→ EXERCISES TO COMPLETE:
A. Copy the stretch of the post on LLM-as-judge evaluation from "This post documents" through "and check consistency.".
B. Translate this sentence from the post on LLM-as-judge evaluation into Spanish: "The judge rewards the appearance of thoroughness."
C. Resume the post on LLM-as-judge evaluation after its last sentence.

→ TEXT SECTION:
=== Begin Enclosure ===

The LLM-as-Judge Problem — Making Automated Evaluation Reliable
Automated evaluation using an LLM sounds like an elegant solution until you understand its failure modes. The model playing the role of a teacher grading work has four well-documented ways to get it wrong. And production systems that ignore them produce grades that are either systematically lenient or systematically inconsistent.
This post documents what I learned building the grading component of my personal study system, where I had to solve this problem for real.
The Four Failure Modes
Position bias. If you ask a judge to compare two answers (A vs. B), it tends to favor whichever comes first. Swap the order and you can get the opposite verdict. For pairwise evaluation, always test with swapped order and check consistency.
Verbosity bias. Longer, more confident-sounding answers score higher even when they're less accurate. The judge rewards the appearance of thoroughness. This is particularly dangerous in code review — a long but wrong implementation can outscore a short but correct one.
Self-preference bias. A model tends to rate outputs from itself (or similar models) more favorably than outputs from other models. If the same model generates the problem and grades the solution, this bias is active.

=== End Enclosure ===

Collected data entries:
=== Begin Enclosure ===

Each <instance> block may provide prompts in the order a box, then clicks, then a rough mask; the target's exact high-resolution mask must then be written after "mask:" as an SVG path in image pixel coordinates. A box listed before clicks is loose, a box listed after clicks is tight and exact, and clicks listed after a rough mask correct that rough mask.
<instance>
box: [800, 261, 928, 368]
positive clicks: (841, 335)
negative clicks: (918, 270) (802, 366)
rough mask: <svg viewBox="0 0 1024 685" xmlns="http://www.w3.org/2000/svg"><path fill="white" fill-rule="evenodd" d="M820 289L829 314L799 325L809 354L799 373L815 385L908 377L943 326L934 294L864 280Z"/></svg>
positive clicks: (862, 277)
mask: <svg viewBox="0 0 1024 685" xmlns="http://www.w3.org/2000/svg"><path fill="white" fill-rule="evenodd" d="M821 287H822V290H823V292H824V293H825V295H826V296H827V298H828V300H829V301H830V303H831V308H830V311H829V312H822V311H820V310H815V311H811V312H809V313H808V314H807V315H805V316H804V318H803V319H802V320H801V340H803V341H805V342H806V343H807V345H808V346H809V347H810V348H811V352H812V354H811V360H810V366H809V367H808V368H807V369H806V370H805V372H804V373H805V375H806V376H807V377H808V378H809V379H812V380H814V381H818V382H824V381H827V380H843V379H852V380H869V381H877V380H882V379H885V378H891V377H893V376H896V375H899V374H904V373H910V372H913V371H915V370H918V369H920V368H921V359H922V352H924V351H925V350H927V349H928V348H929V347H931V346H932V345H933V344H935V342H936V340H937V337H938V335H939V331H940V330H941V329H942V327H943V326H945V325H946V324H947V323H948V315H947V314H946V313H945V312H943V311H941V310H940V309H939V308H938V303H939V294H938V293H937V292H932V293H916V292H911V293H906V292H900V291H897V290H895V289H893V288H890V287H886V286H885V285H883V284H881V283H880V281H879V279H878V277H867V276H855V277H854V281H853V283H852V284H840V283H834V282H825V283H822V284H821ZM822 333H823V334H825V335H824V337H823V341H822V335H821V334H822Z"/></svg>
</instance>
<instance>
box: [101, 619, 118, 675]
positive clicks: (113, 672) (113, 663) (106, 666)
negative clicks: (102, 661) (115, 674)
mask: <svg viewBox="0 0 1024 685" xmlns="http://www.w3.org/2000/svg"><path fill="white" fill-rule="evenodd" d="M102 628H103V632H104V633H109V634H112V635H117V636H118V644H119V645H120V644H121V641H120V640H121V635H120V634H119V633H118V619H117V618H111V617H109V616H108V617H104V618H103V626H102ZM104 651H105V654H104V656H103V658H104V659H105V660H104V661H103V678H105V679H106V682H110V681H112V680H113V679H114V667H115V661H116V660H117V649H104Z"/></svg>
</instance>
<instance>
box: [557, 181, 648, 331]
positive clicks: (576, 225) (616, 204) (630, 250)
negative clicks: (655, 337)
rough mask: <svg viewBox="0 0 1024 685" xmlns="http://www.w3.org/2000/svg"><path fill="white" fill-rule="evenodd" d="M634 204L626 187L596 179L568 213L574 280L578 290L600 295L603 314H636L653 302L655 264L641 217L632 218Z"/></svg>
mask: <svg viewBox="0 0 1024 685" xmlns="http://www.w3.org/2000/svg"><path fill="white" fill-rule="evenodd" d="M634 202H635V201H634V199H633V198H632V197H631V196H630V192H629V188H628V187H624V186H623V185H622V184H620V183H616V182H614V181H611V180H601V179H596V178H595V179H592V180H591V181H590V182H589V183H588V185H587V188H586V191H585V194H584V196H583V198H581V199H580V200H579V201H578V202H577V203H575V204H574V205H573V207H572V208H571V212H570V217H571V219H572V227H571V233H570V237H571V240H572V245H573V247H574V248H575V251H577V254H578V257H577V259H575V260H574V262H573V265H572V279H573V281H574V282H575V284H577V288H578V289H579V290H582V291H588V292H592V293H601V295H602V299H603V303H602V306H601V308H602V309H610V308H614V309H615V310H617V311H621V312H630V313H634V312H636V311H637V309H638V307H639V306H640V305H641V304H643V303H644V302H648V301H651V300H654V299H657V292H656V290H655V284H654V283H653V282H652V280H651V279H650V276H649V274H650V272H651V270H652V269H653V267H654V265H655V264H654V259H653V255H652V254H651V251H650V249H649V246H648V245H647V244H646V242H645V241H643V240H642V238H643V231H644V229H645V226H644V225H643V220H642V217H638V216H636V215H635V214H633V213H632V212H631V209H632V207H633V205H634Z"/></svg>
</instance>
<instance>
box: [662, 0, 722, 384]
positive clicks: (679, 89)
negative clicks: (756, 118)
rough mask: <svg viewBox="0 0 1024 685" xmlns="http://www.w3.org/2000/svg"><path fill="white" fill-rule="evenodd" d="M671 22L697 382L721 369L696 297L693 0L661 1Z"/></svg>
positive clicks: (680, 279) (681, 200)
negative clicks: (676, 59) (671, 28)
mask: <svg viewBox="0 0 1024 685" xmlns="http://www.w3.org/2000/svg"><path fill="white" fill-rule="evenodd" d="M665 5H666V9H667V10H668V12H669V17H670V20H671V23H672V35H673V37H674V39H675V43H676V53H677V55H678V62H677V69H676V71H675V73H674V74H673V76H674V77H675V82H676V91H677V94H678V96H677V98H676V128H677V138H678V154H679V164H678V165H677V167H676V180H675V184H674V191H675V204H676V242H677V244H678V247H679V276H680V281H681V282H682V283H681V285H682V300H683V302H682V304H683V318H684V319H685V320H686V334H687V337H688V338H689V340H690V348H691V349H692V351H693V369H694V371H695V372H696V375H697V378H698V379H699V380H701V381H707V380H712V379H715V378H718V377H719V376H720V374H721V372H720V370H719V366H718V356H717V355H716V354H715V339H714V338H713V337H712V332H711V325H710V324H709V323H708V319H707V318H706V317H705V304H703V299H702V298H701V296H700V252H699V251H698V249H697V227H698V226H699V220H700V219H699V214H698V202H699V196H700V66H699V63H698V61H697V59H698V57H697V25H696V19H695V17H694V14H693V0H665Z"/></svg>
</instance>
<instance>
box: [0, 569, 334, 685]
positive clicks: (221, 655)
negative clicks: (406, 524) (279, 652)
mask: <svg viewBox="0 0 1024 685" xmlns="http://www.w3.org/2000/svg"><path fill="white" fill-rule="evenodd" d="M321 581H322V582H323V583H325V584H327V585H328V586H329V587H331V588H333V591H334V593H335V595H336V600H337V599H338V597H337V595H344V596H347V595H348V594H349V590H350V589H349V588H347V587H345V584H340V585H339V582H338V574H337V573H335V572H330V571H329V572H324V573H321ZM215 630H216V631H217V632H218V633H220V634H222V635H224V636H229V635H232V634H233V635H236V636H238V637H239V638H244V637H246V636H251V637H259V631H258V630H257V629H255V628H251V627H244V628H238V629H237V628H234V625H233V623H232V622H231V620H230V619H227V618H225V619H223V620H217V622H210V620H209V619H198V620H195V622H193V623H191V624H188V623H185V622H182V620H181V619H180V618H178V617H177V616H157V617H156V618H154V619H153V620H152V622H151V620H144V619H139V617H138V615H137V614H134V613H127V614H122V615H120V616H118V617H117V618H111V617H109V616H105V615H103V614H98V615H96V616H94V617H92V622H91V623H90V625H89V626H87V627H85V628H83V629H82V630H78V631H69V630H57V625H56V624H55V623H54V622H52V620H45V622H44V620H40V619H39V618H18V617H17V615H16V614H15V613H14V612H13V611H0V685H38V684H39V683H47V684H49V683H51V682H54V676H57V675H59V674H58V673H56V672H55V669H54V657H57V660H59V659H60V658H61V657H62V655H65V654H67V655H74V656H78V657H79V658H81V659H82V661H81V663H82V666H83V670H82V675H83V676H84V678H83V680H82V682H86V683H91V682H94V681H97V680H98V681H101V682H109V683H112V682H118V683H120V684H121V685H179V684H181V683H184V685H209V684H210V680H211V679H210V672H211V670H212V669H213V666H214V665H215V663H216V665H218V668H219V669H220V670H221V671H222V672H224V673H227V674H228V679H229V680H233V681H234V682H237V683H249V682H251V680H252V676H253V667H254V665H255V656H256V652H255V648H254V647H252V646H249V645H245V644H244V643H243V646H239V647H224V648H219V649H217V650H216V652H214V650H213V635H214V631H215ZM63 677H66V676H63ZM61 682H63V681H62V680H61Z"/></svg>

=== End Enclosure ===

→ PER-TASK ANSWERS:
A.
This post documents what I learned building the grading component of my personal study system, where I had to solve this problem for real.
The Four Failure Modes
Position bias. If you ask a judge to compare two answers (A vs. B), it tends to favor whichever comes first. Swap the order and you can get the opposite verdict. For pairwise evaluation, always test with swapped order and check consistency.

B. El juez premia la apariencia de exhaustividad.

C.
Sycophancy. If the prompt gives any hint of what answer you want, the model leans that way. "Confirm this is correct" versus "evaluate this objectively" produces meaningfully different results even when grading identical content.
The Design Decisions I Made
Rubric Decomposition Over Holistic Judgment
Instead of asking "is this a good solution?", every criterion is an atomic yes/no check with a specific description:
{
"label": "Edge cases handled",
"points": 2,
"description": "Handles empty input, null/None, zero, or boundary values without crashing or returning wrong output.",
"evaluation_type": "cascading",
"evaluation_dependency": "correct_output"
}
Two things to note here. First, the description gives the model a concrete test to apply, not a judgment call to make. Second, the evaluation_type and evaluation_dependency fields encode a relationship I discovered was being missed: edge case handling is meaningless to evaluate if the primary output is wrong. Adding cascading dependencies prevents the judge from awarding points for edge cases in a solution that doesn't produce correct output for the happy path.
This dependency modeling took several iterations to get right. Initially I omitted it, and the grader was being too lenient on incorrect solutions because it evaluated each criterion independently.
Two-Pass Evaluation With Framing
To combat sycophancy and improve consistency, I run the grading prompt twice with different framings:
Strengths framing: "Focus on what the learner is doing well"
Gaps framing: "Focus on what the learner is missing or could fail on"
The gaps framing is dominant — it's the one that drives the final score. If the difference between the two passes exceeds 5% of the total point value, the result is flagged as uncertain. The threshold is arbitrary but functions as an early signal that the prompt needs tuning, since high discrepancy usually means the criteria descriptions are ambiguous.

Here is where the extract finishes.